═══ PROVIDED PASSAGE
2023 has started with a bang. An injection of large-scale financial commitments to climate change is unfolding; from enabling green tech industries to thrive across Europe, to a global alliance turning philanthropy into climate investments. There is a healthy competition between the U.S’ Inflation Reduction Act and the EU’s Green New Deal – and China.
Municipalities can use this momentum of political will, innovation and funds to build resilient cities. It starts with the budget.
Despite the recent climate finance announcements attempting to bridge the gap for the $3 trillion needed in climate action each year, the typical municipality is still lacking 90% of the money they need. Cities, like any actors pursuing the Paris Agreement, are typically working within the confines of what’s allocated, instead of asking themselves what’s needed. “The entire way of thinking about climate transition in cities has to change,” says founder of ClimateView, Tomer Shalit.
Tomer continues: “We have civil servants working on climate strategy who are thinking ‘the city budget was 20 million last year, but the things we’re trying to do will need 25’. They’re trying to work within the confines of what’s available.” With such strong public sector commitments to green industries – whether the Inflation Reduction Act or the EU Green Deal Industrial Plan – and climate investments announced only a few weeks into 2023, cities working on environmental projects have wind in their sails. But where to start? Luckily, there are cases out there to draw ideas from.
To build a diversified budget, city resources could be generated from both public and private sources, national and municipal debts, tax systems and financial tools, like credit enhancements, loans, grants and bonds. Let’s take a look at three examples: bonds, grants and carbon taxes.
A carbon pricing mechanism – such as a carbon tax or a cap-and-trade system – is a fee imposed on the burning of fossil fuels based on their carbon content. The revenue from the tax can be used to fund green initiatives – even social programs to help low-income households transition. In the U.S, cities can implement a Climate Action Revenue Incentive (CARIP) program – a revenue-sharing mechanism that returns a portion of carbon tax revenues to local governments. To top it off, the IRA's clean energy tax credits allows states and municipalities – and tax-exempt organizations like municipal utilities – to receive direct payments for tax credits that would only benefit tax paying entities.
══════
→ EXERCISES
A) The article on funding city climate action names several financial tools that could help generate city resources. List them.
B) Reproduce the article on funding city climate action word for word, everything from "2023 has started" down to "Deal – and China.".
C) Write what comes next in the article on funding city climate action, starting after its final sentence.
The records have no connection to the article on funding city climate action.
═══ ROWS
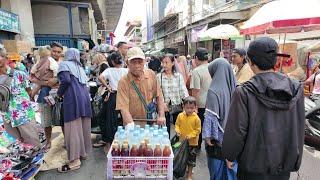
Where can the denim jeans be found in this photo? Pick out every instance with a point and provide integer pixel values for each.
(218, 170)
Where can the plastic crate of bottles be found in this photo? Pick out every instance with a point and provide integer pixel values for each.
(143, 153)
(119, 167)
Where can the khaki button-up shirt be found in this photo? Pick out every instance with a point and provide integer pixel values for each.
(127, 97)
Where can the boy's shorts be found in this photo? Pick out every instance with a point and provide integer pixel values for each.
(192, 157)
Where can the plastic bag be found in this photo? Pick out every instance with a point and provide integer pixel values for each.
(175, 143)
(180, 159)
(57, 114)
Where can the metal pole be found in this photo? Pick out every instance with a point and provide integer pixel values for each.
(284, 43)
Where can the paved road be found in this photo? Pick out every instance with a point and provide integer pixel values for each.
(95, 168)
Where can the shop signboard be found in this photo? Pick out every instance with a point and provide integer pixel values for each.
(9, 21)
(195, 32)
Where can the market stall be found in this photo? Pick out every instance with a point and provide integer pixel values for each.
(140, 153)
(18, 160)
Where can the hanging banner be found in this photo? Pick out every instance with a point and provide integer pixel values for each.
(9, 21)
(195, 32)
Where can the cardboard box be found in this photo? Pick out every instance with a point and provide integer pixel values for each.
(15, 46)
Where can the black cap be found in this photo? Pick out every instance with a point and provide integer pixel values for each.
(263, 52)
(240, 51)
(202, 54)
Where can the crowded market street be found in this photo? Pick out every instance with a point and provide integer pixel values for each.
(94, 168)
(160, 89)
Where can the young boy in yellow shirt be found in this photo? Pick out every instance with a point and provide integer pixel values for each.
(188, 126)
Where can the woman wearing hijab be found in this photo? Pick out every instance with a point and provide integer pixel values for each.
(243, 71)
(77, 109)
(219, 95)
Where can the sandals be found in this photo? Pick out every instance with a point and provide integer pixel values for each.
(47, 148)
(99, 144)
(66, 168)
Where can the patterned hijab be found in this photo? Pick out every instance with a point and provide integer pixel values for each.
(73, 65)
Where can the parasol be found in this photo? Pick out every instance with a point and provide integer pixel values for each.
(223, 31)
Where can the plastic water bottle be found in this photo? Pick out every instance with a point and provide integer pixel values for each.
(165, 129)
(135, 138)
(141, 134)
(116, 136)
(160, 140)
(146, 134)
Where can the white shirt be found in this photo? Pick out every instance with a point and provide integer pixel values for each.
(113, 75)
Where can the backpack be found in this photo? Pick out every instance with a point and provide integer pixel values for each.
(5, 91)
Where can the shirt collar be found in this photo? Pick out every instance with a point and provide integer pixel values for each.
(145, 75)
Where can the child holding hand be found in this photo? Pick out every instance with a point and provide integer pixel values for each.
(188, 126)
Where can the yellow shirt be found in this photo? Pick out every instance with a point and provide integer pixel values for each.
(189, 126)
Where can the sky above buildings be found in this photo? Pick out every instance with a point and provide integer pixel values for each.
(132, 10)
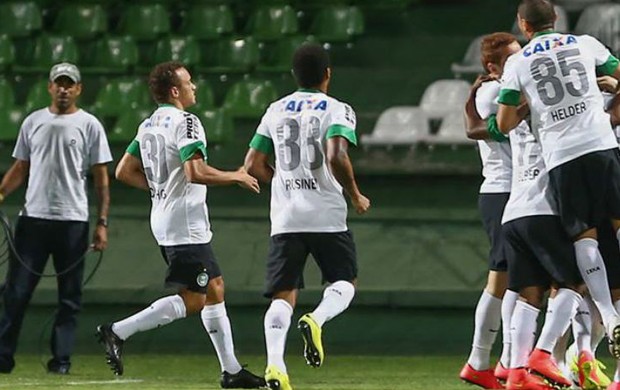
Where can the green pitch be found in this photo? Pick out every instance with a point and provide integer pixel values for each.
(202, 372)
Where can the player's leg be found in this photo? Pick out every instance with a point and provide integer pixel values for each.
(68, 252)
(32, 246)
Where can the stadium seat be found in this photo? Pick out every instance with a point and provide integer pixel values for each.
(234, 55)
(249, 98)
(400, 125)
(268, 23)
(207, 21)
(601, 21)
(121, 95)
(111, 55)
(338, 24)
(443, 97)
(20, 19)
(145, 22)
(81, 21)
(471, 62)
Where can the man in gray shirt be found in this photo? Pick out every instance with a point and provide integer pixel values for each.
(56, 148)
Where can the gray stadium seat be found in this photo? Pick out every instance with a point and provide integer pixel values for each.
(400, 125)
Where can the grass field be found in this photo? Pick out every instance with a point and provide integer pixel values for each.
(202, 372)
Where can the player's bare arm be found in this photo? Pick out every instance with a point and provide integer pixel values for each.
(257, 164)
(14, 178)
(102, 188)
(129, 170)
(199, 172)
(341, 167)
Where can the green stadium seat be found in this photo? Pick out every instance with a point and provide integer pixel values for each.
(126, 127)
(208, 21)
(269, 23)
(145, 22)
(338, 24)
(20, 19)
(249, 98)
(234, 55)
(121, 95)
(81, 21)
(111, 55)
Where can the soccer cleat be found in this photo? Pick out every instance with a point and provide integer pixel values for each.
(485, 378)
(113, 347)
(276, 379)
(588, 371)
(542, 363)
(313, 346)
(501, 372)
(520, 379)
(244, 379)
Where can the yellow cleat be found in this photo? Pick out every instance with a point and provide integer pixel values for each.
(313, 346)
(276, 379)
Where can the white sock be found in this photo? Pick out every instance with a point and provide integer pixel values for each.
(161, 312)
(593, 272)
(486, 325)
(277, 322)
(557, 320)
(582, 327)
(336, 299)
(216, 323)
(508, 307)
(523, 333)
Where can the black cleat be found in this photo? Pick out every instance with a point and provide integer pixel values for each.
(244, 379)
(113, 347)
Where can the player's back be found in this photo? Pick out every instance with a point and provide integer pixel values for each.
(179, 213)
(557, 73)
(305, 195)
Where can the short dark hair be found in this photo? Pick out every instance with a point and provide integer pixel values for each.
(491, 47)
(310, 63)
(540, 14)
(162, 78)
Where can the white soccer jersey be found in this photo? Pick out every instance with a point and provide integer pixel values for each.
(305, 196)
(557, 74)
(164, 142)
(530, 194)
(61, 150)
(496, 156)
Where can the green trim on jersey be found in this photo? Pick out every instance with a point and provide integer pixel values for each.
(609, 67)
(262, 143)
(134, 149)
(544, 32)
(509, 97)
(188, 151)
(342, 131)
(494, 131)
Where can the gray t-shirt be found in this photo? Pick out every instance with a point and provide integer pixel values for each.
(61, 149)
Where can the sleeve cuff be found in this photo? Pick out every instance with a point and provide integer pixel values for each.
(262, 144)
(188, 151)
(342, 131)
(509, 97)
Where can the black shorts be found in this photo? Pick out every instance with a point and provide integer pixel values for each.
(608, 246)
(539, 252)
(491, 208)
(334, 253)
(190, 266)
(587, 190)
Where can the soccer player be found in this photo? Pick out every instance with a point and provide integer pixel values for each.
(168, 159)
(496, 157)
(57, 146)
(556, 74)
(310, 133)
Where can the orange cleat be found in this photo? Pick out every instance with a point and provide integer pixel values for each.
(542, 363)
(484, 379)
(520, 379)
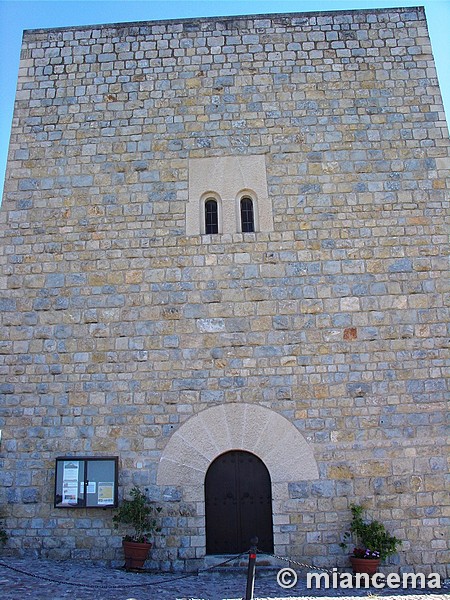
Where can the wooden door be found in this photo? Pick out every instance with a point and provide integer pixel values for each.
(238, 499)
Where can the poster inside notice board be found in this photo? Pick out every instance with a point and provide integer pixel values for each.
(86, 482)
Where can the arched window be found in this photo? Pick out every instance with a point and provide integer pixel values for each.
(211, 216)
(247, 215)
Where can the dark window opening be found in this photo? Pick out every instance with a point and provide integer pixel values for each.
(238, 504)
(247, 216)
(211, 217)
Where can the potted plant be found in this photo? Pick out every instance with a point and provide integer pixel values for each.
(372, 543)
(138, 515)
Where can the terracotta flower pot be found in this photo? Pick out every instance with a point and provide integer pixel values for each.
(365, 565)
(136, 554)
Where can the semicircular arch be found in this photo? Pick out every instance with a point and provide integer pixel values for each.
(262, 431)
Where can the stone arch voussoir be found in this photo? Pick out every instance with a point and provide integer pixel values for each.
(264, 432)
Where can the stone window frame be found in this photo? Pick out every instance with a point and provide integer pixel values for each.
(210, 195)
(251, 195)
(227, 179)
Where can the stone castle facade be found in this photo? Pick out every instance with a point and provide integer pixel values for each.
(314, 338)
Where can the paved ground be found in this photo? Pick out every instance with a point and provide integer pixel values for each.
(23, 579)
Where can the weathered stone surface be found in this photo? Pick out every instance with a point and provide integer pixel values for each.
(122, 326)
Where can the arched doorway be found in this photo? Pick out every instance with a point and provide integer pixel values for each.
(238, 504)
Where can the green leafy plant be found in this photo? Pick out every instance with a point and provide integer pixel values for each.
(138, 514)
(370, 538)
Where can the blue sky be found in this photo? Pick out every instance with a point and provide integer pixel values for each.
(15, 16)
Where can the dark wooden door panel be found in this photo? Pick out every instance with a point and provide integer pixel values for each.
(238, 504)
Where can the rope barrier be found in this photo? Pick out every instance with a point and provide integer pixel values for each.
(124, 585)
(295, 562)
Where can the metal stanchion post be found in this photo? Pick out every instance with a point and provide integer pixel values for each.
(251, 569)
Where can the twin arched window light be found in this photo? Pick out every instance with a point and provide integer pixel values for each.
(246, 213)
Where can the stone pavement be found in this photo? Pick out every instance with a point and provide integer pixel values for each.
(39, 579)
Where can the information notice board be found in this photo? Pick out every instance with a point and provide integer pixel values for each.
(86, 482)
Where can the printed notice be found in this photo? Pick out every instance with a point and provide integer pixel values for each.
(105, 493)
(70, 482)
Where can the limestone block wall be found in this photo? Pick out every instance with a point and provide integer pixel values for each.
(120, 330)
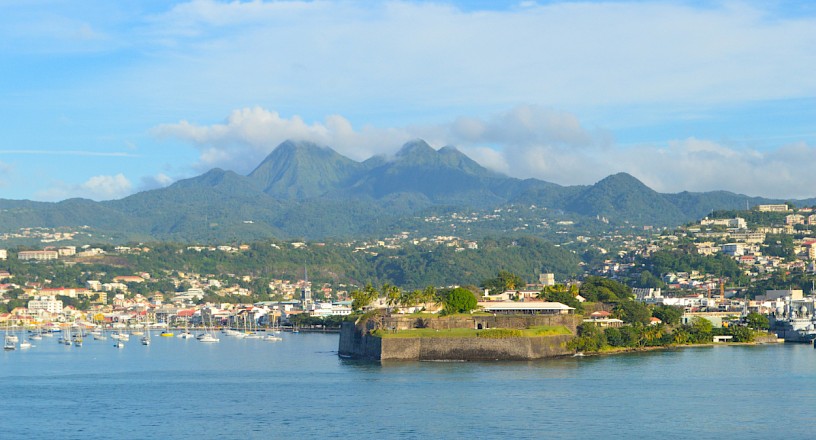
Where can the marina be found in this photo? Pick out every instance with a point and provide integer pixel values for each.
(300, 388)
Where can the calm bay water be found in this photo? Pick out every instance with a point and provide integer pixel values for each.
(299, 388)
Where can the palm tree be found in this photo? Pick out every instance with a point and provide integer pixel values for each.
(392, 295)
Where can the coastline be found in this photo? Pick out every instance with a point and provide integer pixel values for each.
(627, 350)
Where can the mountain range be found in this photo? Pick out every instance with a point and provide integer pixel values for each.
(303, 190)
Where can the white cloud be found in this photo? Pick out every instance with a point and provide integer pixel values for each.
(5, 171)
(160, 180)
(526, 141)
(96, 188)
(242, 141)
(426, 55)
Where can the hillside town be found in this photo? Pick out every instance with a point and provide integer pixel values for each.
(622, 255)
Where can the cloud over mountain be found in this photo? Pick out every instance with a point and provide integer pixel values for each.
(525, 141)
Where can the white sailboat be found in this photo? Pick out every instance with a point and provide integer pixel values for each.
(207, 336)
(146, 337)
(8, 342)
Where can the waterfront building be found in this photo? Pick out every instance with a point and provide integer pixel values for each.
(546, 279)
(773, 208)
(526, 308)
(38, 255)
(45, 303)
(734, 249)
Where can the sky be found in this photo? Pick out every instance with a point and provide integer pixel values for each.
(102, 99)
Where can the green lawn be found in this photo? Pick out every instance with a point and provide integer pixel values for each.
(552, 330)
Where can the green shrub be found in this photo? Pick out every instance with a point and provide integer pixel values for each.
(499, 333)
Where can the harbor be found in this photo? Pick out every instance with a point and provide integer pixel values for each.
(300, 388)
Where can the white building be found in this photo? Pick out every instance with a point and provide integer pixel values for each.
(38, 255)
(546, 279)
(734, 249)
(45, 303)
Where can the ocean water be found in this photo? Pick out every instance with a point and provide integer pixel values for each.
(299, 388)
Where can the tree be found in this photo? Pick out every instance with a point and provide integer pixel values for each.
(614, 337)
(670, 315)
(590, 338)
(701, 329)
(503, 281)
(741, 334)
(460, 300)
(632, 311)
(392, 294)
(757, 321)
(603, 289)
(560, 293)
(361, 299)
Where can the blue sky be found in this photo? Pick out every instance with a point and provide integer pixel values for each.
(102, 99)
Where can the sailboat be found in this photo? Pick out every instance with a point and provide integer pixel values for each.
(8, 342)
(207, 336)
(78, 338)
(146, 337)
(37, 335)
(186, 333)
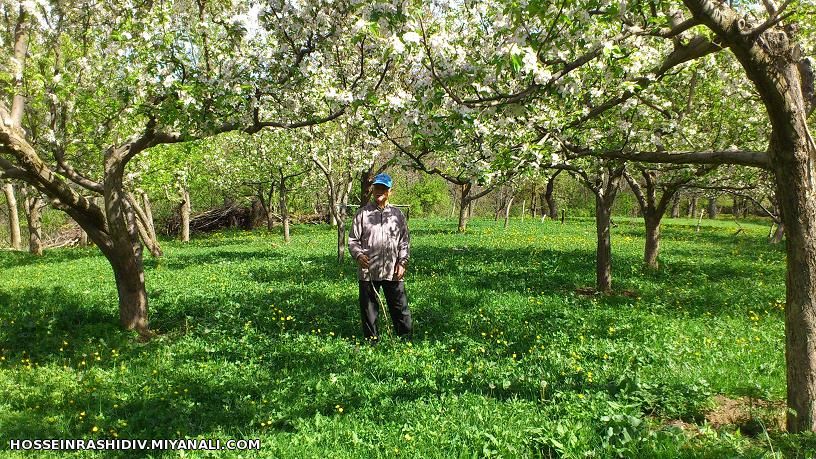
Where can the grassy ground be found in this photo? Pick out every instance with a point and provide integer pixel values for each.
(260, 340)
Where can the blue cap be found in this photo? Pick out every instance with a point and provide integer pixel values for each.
══════
→ EXPECTED OUTPUTS
A) Credit enhancements, loans, grants, bonds

B)
2023 has started with a bang. An injection of large-scale financial commitments to climate change is unfolding; from enabling green tech industries to thrive across Europe, to a global alliance turning philanthropy into climate investments. There is a healthy competition between the U.S’ Inflation Reduction Act and the EU’s Green New Deal – and China.

C)
City of Oslo, Norway
Oslo, part of the Carbon Neutral Cities Alliance, has implemented a carbon tax on all companies operating within its borders, with the goal of reducing the city's carbon emissions. The tax is based on the amount of carbon emissions a company produces, and it has been successful in encouraging companies to reduce their footprint. Carbon taxing can also be seen as a way to give life to the polluter-pay principle. The revenue generated from the carbon tax is used to fund various climate-friendly initiatives within the city, such as public transportation and building retrofits. Oslo – aiming to go carbon negative – is a known role model for other cities looking to reduce their emissions.
A bond is essentially borrowing money from investors and promising to pay it back with interest at a later date. One way to do this is through municipal bonds, or ‘muni bonds’, which are securities issued by local governments to finance public projects such as roads, bridges or other infrastructure. Or, cities can go through a bond issuer, like a bank, which acts as an intermediary and guarantees repayment of the bond. The bonds are issued to raise capital for these larger projects and are repaid over a number of years – typically supported by taxes or user fees generated by the projects.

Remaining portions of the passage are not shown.